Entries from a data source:
# # # # #

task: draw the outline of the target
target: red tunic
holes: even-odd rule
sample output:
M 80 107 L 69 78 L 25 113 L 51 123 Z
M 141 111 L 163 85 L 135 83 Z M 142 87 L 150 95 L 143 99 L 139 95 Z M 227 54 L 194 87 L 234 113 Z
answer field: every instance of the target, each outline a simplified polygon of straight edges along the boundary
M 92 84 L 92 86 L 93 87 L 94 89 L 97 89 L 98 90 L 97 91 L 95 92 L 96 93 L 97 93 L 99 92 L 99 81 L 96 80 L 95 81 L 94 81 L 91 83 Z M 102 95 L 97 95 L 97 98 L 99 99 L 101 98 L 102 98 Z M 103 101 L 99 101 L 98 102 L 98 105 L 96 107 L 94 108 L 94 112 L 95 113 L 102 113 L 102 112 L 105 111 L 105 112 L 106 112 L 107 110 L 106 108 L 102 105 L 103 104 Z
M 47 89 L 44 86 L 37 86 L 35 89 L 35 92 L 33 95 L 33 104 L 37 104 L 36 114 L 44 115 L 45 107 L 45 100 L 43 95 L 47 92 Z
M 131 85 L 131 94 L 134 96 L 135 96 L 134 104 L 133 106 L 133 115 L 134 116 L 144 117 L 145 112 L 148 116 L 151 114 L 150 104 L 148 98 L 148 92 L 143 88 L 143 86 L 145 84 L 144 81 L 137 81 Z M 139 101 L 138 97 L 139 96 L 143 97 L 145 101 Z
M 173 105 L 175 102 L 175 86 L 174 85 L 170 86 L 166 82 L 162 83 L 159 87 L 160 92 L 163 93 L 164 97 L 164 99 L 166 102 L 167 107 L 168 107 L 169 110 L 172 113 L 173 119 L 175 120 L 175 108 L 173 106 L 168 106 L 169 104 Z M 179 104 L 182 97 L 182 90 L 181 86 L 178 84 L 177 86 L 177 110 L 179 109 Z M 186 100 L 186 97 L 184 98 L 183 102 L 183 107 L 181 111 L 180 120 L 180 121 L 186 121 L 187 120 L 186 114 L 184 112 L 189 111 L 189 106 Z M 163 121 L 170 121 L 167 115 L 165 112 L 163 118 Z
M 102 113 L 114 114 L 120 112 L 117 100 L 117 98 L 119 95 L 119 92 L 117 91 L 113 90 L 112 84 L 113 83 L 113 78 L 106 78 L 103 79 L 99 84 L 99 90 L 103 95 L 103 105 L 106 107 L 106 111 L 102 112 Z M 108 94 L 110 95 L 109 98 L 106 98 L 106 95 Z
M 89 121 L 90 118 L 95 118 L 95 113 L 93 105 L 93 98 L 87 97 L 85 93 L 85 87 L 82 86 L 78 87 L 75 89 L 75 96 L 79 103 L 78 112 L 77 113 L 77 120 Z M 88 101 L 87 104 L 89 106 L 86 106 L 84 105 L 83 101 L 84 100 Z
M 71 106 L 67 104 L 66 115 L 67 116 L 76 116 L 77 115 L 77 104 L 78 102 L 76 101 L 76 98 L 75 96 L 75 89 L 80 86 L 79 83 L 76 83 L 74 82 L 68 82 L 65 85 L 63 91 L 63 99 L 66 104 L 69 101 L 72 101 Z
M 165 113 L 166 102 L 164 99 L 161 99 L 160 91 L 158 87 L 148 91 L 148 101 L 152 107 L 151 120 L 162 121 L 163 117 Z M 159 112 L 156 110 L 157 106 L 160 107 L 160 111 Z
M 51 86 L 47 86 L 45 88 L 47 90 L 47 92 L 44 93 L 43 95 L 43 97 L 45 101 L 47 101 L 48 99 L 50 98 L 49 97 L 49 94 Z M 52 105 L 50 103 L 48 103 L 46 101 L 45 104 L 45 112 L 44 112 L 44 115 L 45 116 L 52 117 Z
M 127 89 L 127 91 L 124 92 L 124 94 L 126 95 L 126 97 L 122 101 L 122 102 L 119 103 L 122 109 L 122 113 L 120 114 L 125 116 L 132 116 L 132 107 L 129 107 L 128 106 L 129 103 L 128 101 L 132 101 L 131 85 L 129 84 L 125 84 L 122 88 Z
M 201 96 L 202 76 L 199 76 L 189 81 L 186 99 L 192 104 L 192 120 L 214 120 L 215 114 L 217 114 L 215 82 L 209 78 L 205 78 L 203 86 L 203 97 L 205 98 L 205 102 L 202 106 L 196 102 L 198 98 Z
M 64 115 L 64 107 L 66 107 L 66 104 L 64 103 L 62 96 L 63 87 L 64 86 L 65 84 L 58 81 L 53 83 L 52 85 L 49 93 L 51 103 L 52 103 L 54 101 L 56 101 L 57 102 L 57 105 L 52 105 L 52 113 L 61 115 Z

# # # # #

### YOUR OBJECTIVE
Could you repeat every one of the entries above, line for line and without any change?

### SOLUTION TO THIS PROBLEM
task: draw the outline of the target
target: red tunic
holes: even-odd rule
sample output:
M 80 107 L 69 78 L 25 113 L 51 123 Z
M 141 111 L 163 85 L 135 83 Z M 142 87 L 150 95 L 143 99 L 139 95 Z M 227 54 L 194 87 L 234 113 Z
answer field: every instance of the target, each outline a simplified polygon of straight edges along the boundary
M 92 84 L 92 86 L 93 87 L 94 89 L 97 89 L 98 90 L 97 91 L 95 92 L 96 93 L 97 93 L 99 92 L 99 81 L 96 80 L 95 81 L 94 81 L 91 83 Z M 102 95 L 97 95 L 97 98 L 99 99 L 101 98 L 102 98 Z M 103 101 L 99 101 L 98 102 L 98 105 L 96 107 L 94 108 L 94 112 L 95 113 L 102 113 L 102 112 L 105 111 L 105 112 L 106 112 L 107 110 L 106 108 L 102 105 L 103 104 Z
M 47 89 L 44 86 L 37 86 L 35 89 L 35 92 L 33 95 L 33 104 L 37 104 L 36 114 L 44 115 L 45 107 L 45 100 L 43 95 L 47 92 Z
M 131 85 L 131 94 L 134 96 L 135 96 L 134 104 L 133 106 L 133 115 L 134 116 L 144 117 L 145 112 L 148 116 L 151 114 L 150 104 L 148 98 L 148 92 L 143 88 L 143 86 L 145 84 L 144 81 L 137 81 Z M 139 101 L 138 97 L 139 96 L 143 97 L 145 101 Z
M 173 105 L 175 102 L 175 86 L 174 85 L 170 86 L 166 82 L 162 83 L 159 87 L 160 92 L 163 93 L 164 97 L 164 99 L 166 102 L 167 107 L 168 107 L 169 110 L 172 113 L 173 119 L 175 120 L 175 108 L 173 106 L 168 106 L 169 104 Z M 179 104 L 182 97 L 182 90 L 181 86 L 178 84 L 177 86 L 177 110 L 179 109 Z M 186 100 L 186 97 L 184 98 L 183 102 L 183 107 L 181 111 L 180 120 L 180 121 L 186 121 L 187 120 L 186 114 L 184 112 L 189 111 L 189 106 Z M 163 121 L 170 121 L 167 115 L 165 112 L 163 118 Z
M 102 113 L 114 114 L 120 112 L 117 100 L 117 98 L 119 95 L 119 92 L 117 91 L 113 90 L 112 84 L 113 83 L 113 78 L 106 78 L 103 79 L 99 84 L 99 90 L 103 95 L 103 105 L 106 107 L 106 111 L 102 112 Z M 108 94 L 110 95 L 109 98 L 106 98 L 106 95 Z
M 89 121 L 90 118 L 95 118 L 95 113 L 93 105 L 93 98 L 87 97 L 85 93 L 85 87 L 82 86 L 78 87 L 75 89 L 75 96 L 79 103 L 78 112 L 77 113 L 77 120 Z M 88 101 L 87 104 L 89 106 L 86 106 L 84 105 L 83 101 L 84 100 Z
M 71 106 L 67 104 L 66 115 L 67 116 L 76 116 L 77 115 L 77 104 L 78 102 L 76 101 L 76 98 L 75 96 L 75 89 L 80 86 L 79 83 L 76 83 L 74 82 L 68 82 L 65 85 L 63 91 L 63 99 L 66 104 L 69 101 L 72 101 Z
M 165 113 L 166 102 L 164 99 L 161 99 L 160 91 L 158 87 L 148 91 L 148 101 L 152 107 L 151 120 L 162 121 L 163 117 Z M 159 112 L 156 110 L 157 106 L 160 107 L 160 111 Z
M 51 86 L 47 86 L 45 88 L 47 90 L 47 92 L 44 93 L 43 95 L 43 97 L 45 101 L 47 101 L 48 99 L 50 98 L 49 97 L 49 94 Z M 52 105 L 50 103 L 48 103 L 46 101 L 45 104 L 45 112 L 44 112 L 44 115 L 45 116 L 52 117 Z
M 127 89 L 127 91 L 124 92 L 124 94 L 126 95 L 126 97 L 122 101 L 122 102 L 119 103 L 122 109 L 122 113 L 120 114 L 125 116 L 132 116 L 132 107 L 129 107 L 128 106 L 129 103 L 128 101 L 132 101 L 131 85 L 129 84 L 125 84 L 122 88 Z
M 201 96 L 202 76 L 199 76 L 189 81 L 186 99 L 192 104 L 192 120 L 214 120 L 215 114 L 217 114 L 215 82 L 209 78 L 205 78 L 203 86 L 203 97 L 205 98 L 205 102 L 202 106 L 196 102 L 198 98 Z
M 64 115 L 64 107 L 66 107 L 66 104 L 64 103 L 62 96 L 63 87 L 64 86 L 65 84 L 58 81 L 53 83 L 52 85 L 49 93 L 51 103 L 52 103 L 54 101 L 56 101 L 57 102 L 57 105 L 52 105 L 52 113 L 61 115 Z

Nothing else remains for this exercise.